● **Task objective**
Reproduce the data below verbatim from the line containing "Where can the bare" through its final line, and produce nothing more.

● **Provided data**
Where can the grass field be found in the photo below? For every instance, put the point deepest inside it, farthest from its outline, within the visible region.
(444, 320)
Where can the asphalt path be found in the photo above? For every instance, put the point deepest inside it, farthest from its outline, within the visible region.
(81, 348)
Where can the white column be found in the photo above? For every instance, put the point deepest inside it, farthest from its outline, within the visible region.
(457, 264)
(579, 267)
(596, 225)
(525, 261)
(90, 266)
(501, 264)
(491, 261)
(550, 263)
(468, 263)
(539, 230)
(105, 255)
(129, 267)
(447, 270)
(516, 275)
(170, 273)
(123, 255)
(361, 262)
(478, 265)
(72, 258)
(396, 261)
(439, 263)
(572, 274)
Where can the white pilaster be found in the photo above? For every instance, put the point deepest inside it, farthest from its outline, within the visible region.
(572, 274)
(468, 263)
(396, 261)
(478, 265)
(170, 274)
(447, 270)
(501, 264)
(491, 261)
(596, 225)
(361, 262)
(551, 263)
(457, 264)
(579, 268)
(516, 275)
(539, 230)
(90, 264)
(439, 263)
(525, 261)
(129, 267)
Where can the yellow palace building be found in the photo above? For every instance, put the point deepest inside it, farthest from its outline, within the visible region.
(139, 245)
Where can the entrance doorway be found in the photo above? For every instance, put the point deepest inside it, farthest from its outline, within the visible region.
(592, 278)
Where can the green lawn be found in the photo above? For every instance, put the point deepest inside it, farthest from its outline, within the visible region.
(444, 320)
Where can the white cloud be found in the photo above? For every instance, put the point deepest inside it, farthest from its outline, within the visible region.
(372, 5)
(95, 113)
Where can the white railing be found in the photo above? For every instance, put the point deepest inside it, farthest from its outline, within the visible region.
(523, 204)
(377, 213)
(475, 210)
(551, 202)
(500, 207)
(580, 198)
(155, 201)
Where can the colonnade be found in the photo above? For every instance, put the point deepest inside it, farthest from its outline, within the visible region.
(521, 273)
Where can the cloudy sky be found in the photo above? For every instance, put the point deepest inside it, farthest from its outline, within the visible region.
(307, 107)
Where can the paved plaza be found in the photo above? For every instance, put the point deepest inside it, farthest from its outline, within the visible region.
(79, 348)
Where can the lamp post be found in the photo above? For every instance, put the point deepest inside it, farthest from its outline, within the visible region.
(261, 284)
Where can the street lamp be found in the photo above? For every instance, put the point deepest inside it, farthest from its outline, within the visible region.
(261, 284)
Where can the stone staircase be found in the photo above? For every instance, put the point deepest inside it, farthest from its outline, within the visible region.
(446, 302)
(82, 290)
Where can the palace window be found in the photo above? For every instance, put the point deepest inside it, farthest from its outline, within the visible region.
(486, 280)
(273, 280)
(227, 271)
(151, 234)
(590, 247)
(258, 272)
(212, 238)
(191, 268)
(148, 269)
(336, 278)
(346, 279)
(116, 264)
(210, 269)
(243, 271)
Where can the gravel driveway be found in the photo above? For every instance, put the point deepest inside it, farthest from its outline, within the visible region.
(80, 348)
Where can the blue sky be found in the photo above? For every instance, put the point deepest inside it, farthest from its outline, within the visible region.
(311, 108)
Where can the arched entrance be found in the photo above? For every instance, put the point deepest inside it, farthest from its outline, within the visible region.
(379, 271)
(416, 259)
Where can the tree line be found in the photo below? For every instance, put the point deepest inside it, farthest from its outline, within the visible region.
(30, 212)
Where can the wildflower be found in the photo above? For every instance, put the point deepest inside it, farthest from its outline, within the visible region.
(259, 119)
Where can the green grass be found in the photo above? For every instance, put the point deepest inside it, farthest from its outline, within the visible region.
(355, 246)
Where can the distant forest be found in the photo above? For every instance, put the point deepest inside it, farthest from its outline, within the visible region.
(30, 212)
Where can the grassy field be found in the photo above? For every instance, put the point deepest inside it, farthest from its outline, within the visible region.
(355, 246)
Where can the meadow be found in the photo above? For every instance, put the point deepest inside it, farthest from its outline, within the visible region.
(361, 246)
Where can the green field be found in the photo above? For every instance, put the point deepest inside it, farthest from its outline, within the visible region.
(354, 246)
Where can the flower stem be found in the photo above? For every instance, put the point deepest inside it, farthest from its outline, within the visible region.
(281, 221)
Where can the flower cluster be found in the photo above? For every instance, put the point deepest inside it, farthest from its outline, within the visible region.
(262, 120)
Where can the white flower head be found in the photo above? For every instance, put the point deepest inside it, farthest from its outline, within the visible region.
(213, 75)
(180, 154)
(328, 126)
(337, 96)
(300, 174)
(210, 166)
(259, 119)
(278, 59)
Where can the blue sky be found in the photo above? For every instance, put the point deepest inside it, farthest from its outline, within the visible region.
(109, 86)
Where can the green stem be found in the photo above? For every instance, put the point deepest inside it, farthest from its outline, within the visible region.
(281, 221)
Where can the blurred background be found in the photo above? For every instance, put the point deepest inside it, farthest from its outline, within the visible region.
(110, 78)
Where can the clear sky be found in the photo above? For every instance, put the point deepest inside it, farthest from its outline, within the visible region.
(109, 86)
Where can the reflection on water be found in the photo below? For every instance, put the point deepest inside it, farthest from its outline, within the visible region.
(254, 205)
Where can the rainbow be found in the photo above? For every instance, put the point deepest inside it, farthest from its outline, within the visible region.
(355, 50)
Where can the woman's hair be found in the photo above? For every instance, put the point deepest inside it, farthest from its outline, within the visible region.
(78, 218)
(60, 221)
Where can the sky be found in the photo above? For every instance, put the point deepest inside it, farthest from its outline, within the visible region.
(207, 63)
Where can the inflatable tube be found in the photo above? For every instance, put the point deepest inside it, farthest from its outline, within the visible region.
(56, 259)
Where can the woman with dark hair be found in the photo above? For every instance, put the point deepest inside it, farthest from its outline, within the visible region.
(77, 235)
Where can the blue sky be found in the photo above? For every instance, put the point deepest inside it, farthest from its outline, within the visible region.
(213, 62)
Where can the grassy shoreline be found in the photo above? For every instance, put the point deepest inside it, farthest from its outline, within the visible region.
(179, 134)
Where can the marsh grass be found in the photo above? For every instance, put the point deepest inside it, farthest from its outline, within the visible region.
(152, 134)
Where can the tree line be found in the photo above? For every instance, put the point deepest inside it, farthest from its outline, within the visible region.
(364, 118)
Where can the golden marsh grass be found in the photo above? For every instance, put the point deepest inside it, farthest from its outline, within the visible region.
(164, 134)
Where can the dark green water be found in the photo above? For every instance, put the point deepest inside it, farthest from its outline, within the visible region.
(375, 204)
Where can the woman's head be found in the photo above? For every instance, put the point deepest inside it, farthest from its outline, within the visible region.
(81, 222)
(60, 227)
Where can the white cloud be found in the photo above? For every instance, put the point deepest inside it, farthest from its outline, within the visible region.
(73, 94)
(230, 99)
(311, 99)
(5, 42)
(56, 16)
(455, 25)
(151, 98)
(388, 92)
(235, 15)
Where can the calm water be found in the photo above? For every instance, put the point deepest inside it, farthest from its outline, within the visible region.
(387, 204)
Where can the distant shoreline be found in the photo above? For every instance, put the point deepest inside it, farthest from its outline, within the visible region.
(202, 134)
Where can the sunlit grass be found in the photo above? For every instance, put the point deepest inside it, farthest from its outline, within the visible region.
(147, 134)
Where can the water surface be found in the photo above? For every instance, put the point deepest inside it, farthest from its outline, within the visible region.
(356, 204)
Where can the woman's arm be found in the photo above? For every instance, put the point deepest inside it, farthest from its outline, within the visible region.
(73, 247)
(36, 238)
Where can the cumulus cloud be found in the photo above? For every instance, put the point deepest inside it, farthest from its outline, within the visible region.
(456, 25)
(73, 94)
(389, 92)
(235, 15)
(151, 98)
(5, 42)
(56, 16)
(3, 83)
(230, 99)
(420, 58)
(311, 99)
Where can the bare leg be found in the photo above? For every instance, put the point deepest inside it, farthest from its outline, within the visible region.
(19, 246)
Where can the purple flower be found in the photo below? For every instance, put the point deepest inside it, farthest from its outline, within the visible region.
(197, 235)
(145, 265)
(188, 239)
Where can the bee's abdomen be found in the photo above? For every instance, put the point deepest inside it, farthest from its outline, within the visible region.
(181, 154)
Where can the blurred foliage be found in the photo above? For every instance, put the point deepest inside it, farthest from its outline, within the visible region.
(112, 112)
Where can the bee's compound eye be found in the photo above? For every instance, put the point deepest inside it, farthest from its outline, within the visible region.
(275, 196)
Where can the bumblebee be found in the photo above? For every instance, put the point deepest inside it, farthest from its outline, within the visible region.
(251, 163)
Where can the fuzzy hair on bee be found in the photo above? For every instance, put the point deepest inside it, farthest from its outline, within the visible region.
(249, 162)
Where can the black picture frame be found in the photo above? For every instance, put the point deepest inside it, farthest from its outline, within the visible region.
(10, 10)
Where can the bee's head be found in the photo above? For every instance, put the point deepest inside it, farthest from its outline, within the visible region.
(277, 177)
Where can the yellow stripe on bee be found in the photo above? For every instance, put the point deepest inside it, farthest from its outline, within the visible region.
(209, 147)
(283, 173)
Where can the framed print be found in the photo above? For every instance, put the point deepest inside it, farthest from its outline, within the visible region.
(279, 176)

● **Task solution**
Where can the bare leg be found in the photo above? For every instance, put the point deepest inside it, farthest from its outline, within the visible region.
(19, 246)
Where can the purple flower be found in the photo below? For every instance, put the point deepest inside it, farthest from its outline, within the visible region.
(197, 235)
(145, 265)
(188, 239)
Where can the bee's abdomen be found in the photo above? For every instance, put the point deepest inside it, farthest from its outline, within the visible region.
(181, 154)
Where can the blurred foliage be found in the photo above? For every instance, put the point deepest inside it, farthest from its outline, within the visible region.
(112, 112)
Where can the bee's compound eye be found in the photo above? For every instance, put the point deepest inside it, farthest from its outline, within the visible region.
(275, 196)
Where can the bumblebee be found in the photo above? For every instance, put the point deepest inside it, farthest from its outline, within the visible region.
(251, 163)
Where can the fuzzy hair on bee be found in the photo above? For every instance, put the point deepest inside it, farthest from its outline, within the visible region.
(249, 162)
Where can the black picture frame be found in the photo above? For every instance, put the point deepest inside it, farthest from its outline, within the visible region.
(10, 10)
Where can the bee's head be found in the photo above? For every instance, put the point deepest inside it, farthest from its outline, within the visible region.
(277, 177)
Where can the yellow stripe on bee be found in the photo above? For every instance, put the point deepest inside it, farthest from its outline, within the visible region.
(209, 147)
(283, 173)
Where can the framed print be found in the photo above? For every instance, put the point deepest inside it, farthest from its outline, within the visible region.
(279, 176)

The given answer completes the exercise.